== Segment start ==

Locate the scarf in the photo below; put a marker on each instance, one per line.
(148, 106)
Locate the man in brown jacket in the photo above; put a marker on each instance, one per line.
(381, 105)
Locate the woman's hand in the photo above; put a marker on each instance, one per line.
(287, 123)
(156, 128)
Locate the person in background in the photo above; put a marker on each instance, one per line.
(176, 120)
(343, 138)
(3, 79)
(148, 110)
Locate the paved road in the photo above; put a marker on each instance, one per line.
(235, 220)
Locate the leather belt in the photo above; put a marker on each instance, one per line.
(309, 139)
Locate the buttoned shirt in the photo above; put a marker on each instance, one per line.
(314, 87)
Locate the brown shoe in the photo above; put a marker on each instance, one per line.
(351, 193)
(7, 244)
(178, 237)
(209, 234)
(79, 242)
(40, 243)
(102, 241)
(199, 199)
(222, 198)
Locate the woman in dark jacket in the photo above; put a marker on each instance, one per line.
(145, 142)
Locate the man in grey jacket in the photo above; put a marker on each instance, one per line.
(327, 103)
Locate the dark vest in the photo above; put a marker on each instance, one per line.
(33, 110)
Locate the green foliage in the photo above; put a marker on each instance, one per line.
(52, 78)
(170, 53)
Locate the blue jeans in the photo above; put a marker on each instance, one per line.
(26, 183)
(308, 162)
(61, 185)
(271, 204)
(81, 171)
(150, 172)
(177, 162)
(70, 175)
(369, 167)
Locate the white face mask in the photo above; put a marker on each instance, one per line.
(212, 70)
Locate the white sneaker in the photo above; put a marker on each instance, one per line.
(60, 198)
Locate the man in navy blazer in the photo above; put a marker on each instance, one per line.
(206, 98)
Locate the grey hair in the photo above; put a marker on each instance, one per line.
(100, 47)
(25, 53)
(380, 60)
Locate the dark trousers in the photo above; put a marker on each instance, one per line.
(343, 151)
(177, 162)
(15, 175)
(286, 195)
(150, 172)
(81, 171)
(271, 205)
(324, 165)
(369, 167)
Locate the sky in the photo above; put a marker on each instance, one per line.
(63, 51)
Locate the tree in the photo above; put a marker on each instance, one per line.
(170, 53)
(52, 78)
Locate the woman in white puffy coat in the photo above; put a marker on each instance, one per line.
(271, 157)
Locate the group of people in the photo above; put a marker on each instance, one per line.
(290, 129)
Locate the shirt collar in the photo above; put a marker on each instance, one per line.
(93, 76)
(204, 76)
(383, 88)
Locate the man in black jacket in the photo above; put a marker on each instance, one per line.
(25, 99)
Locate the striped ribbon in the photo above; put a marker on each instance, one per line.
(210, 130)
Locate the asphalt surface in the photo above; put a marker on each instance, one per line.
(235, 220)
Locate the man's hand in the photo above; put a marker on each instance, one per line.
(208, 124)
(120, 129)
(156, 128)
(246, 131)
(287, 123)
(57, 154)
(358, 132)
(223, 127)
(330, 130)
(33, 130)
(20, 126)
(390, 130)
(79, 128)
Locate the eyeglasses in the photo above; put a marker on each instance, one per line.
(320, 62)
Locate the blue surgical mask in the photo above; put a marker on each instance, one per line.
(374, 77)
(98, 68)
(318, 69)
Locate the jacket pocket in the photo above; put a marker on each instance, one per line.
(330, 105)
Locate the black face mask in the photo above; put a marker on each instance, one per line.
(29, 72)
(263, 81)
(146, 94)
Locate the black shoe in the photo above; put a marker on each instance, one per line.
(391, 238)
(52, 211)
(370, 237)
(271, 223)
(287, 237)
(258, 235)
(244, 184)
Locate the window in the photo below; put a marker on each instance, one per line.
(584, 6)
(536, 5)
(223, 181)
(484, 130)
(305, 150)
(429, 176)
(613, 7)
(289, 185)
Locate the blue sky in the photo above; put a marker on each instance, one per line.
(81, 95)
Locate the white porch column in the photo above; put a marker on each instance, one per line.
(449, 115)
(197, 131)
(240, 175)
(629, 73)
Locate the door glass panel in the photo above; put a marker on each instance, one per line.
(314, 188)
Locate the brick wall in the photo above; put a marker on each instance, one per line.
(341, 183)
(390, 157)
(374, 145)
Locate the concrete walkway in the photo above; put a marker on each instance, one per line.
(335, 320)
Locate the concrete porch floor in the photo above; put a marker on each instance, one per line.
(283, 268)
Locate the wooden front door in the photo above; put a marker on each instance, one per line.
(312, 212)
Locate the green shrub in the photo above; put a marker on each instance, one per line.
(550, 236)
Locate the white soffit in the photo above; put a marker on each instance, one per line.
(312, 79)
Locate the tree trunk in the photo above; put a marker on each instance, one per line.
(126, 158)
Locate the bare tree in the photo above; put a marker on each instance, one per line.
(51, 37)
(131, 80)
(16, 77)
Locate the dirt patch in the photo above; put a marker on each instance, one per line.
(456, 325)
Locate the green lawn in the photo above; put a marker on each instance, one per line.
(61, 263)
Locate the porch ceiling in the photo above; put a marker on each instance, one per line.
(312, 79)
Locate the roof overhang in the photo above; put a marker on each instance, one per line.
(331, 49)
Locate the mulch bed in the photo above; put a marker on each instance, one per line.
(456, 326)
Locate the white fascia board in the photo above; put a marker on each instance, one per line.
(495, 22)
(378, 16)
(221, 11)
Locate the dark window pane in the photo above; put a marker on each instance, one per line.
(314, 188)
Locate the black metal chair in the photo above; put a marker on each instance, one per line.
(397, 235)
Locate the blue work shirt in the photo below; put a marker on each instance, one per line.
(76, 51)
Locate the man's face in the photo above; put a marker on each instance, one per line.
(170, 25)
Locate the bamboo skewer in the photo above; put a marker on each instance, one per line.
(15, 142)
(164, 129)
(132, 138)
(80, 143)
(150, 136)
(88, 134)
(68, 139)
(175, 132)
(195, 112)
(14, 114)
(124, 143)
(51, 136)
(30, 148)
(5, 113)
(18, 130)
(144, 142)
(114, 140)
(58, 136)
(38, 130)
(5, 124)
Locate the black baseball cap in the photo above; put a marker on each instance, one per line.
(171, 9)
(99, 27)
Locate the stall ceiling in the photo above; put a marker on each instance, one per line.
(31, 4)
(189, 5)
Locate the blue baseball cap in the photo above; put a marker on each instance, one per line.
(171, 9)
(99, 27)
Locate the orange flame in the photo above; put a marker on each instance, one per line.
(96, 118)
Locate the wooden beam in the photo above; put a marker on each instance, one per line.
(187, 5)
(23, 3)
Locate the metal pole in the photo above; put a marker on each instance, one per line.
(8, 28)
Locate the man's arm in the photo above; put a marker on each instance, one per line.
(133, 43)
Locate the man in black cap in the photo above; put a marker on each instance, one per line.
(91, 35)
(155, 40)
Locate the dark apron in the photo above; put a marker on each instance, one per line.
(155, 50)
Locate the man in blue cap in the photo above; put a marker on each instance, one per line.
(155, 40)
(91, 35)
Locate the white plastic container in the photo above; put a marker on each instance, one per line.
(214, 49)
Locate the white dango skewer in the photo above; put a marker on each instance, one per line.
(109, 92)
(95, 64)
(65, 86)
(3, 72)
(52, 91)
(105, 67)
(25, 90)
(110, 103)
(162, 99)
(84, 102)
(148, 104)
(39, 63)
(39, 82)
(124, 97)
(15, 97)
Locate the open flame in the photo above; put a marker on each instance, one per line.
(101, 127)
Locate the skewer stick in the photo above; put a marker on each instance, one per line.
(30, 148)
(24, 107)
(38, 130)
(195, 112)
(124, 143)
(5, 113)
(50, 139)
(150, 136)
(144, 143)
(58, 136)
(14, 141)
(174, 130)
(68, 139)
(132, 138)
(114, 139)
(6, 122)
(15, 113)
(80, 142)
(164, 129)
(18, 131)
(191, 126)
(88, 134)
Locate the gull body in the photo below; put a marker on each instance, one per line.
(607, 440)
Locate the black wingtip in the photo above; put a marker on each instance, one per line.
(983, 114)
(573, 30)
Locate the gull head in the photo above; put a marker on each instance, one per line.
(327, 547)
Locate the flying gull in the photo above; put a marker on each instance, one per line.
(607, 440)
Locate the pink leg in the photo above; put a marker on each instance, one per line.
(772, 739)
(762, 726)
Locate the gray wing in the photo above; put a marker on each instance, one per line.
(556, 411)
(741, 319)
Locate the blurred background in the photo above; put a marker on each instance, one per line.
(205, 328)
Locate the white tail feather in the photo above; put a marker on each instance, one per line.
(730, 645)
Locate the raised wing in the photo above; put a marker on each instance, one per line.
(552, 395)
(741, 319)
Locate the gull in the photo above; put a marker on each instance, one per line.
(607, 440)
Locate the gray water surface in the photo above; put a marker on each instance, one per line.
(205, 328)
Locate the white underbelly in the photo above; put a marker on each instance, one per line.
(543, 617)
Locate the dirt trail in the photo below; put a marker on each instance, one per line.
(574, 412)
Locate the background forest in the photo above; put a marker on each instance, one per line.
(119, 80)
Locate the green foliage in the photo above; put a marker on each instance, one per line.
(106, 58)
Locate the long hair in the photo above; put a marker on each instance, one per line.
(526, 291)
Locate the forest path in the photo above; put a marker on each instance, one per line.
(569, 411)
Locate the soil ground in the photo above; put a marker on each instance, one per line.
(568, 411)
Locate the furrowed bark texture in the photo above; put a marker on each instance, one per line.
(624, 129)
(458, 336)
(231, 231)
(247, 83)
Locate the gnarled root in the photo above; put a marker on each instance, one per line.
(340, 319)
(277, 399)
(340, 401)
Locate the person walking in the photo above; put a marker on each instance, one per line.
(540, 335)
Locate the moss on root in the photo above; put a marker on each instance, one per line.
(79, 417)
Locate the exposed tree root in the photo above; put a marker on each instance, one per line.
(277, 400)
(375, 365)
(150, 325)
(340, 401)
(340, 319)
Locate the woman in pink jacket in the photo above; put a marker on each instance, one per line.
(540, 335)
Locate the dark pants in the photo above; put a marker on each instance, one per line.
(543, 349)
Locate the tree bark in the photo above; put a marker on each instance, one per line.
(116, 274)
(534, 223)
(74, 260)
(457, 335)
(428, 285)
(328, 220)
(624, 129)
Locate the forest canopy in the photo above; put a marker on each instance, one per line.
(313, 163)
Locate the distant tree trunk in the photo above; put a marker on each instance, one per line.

== Segment end ==

* **Prompt**
Output the lines from the one holding "Locate the woman in pink" to the last line of the material, inclusive, exactly as they appear. Add no others.

* **Expected answer**
Locate the woman in pink jacket in the photo above; put a marker on each instance, one per line.
(540, 335)
Locate the dark pants in the photo above; put a marker on each instance, one per line.
(543, 349)
Locate the tree bark in the photo above; put a marker on each instance, one per line.
(116, 274)
(534, 223)
(74, 260)
(457, 335)
(428, 285)
(328, 220)
(624, 129)
Locate the forest canopy in the photo above; put a marker on each instance, one per line.
(313, 163)
Locate the distant tree trunk in the photo above; put a marker on each instance, one per line.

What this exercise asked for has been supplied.